• **READING TEXT**
[Start of section]
Posterior Probability of Differential Expression (Optional)

To interpret the results of a high-throughput data experiments, it is necessary to determine the global false positive and negative levels inherent in the data set being analyzed. We have implemented a mixture-model based method described by Allison et al. [13] for the computation of the global false positive and negative levels inherent in a DNA microarray experiment [6,8]. The basic idea is to consider the p-values as a new data set and to build a probabilistic model for these new data. When control data sets are compared to one another (i.e. no differential gene expression) it is easy to see that the p-values ought to have a uniform distribution between zero and one. In contrast, when data sets from different genotypes or treatment conditions are compared to one another, a non-uniform distribution will be observed in which p-values will tend to cluster more closely to zero than one.
[End of section]
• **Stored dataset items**
[Start of section]
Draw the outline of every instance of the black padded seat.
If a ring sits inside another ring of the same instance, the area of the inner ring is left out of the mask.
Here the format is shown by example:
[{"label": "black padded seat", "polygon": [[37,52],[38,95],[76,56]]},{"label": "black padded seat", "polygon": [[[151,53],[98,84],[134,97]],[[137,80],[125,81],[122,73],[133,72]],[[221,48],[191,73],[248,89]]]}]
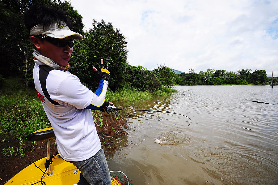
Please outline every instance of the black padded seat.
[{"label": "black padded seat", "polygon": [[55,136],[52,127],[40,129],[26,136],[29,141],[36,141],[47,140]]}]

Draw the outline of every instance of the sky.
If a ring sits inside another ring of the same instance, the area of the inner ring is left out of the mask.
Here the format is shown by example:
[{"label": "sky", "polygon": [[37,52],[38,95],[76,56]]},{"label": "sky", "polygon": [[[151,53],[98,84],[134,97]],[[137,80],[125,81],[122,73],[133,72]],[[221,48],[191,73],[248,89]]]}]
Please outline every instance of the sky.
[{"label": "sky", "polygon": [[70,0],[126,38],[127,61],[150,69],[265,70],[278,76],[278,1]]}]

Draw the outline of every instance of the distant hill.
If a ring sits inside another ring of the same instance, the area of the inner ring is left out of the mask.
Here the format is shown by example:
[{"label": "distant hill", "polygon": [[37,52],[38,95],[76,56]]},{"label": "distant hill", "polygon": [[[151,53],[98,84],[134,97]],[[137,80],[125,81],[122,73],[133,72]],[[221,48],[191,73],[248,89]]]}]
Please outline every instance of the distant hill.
[End of section]
[Start of section]
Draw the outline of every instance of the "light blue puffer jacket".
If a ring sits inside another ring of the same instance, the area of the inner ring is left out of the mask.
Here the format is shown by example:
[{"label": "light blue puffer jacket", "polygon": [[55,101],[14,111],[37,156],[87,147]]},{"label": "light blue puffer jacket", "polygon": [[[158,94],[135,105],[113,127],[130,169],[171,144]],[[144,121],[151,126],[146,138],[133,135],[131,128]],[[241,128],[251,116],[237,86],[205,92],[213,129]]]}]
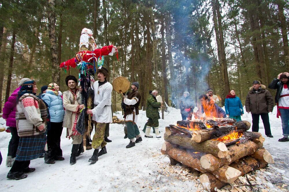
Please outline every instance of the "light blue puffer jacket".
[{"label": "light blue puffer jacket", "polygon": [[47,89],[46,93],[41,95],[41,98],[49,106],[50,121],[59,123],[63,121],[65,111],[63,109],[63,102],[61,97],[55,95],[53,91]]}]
[End of section]
[Start of section]
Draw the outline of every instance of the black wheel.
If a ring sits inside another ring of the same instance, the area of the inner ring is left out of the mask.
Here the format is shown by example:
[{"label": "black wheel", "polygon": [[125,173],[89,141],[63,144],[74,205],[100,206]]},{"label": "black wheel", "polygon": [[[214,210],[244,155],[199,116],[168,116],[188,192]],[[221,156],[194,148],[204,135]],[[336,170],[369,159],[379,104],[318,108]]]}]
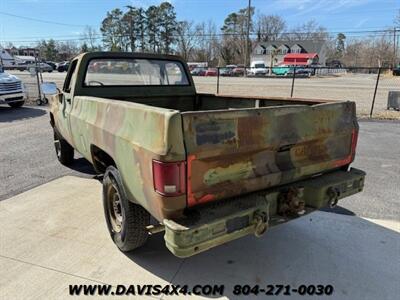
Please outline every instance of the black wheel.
[End of section]
• **YOUR ASSIGNMENT**
List every reference number cited in square brackets in the passage on posterior probability of differential expression. Rely only on the passage about posterior probability of differential expression, not on the data.

• **TASK ANSWER**
13, 6, 8